Materials provided:
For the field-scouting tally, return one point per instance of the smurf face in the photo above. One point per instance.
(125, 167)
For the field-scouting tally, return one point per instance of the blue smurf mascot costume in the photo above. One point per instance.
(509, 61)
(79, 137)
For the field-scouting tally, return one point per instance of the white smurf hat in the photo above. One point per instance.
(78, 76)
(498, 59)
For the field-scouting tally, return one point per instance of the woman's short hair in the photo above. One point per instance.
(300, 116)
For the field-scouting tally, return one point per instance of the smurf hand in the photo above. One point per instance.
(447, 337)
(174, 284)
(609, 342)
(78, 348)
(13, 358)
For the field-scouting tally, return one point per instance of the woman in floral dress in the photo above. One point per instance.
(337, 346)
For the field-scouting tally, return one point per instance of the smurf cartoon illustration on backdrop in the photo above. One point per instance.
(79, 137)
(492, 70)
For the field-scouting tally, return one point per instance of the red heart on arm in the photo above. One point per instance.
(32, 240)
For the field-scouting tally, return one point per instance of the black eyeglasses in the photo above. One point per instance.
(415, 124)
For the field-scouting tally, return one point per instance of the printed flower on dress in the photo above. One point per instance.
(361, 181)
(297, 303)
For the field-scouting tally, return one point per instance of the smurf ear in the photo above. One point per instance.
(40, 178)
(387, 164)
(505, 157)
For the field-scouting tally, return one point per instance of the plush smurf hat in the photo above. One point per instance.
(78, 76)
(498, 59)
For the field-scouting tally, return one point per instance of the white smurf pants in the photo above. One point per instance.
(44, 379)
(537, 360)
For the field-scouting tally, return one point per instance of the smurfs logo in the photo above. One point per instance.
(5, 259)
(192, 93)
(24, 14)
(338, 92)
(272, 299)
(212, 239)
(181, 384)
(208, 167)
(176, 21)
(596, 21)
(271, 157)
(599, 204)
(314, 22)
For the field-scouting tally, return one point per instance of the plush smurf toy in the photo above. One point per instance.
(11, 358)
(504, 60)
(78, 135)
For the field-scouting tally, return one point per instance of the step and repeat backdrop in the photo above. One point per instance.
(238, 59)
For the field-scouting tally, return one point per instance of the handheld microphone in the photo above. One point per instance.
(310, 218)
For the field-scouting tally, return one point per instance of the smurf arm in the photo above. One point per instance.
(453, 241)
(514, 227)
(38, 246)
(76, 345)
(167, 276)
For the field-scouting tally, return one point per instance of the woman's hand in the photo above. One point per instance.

Problem: Format every line of the records above as a numbered list, leaving out any blank lines.

Right answer:
1. For the field-scouting tally, return one point per instance of the smurf face in the photo above. One point per instance.
2. (125, 167)
3. For the field-scouting tally, return one point per instance of the blue smurf mascot costume in the photo above. One point per instance.
4. (509, 61)
5. (79, 137)
6. For the field-scouting tally, return one point per instance of the white smurf hat in the photo above. One point per instance.
7. (78, 76)
8. (498, 59)
9. For the field-scouting tally, return one point per instance of the woman's short hair in the photo above. One point per instance.
10. (300, 116)
11. For the field-scouting tally, return one point per instance of the smurf hand in the photo above. One point per instance.
12. (447, 337)
13. (174, 284)
14. (609, 342)
15. (78, 348)
16. (13, 358)
17. For the field-scouting tally, return one point per instance of the woman in floral dress in the photo above. One point per instance.
18. (337, 346)
19. For the field-scouting tally, return one point per instance of the smurf cartoon illustration on backdrop in the photo above. One point per instance.
20. (79, 137)
21. (492, 70)
22. For the field-scouting tally, return one point per instance of the red heart on arm in the photo above. One point per instance.
23. (32, 240)
24. For the field-scouting tally, return one point per instance of the black eyeglasses in the photo above. One point per instance.
25. (415, 124)
26. For the field-scouting tally, return one point per instance of the printed flower on dress in the photo above. One point per instance.
27. (361, 181)
28. (297, 303)
29. For the field-scouting tally, return one point per instance of the smurf ear in the photo above. One point per instance.
30. (40, 178)
31. (387, 164)
32. (505, 157)
33. For the field-scouting tally, return one point per instance of the plush smurf hat in the photo above. One point per instance.
34. (78, 76)
35. (498, 59)
36. For the field-scouting tally, return one point per instance of the white smurf pants in the photo above. One point per instance.
37. (44, 379)
38. (537, 360)
39. For the field-scouting tally, return one point per instance of the smurfs logo in the photo above. One point per instance.
40. (5, 259)
41. (192, 93)
42. (24, 14)
43. (338, 92)
44. (272, 299)
45. (212, 239)
46. (181, 384)
47. (208, 167)
48. (176, 21)
49. (596, 21)
50. (271, 157)
51. (599, 204)
52. (314, 22)
53. For the field-scouting tally, return one point per instance of the plush smurf toy in the photo above. One point per instance.
54. (11, 358)
55. (504, 60)
56. (78, 135)
57. For the field-scouting tally, return one point per instance of the step and repeat backdrop in the photo above. One point per instance.
58. (238, 59)
59. For the field-scouting tally, return one point per instance of the handheld microphone in the photo above. One point per instance.
60. (310, 218)
61. For the field-scouting tally, return one point per instance of the smurf arm in the photo above. One point per instance.
62. (453, 241)
63. (514, 227)
64. (38, 246)
65. (76, 345)
66. (167, 276)
67. For the field-scouting tally, return one point per instance of the woman's hand in the photo above. One point per instance.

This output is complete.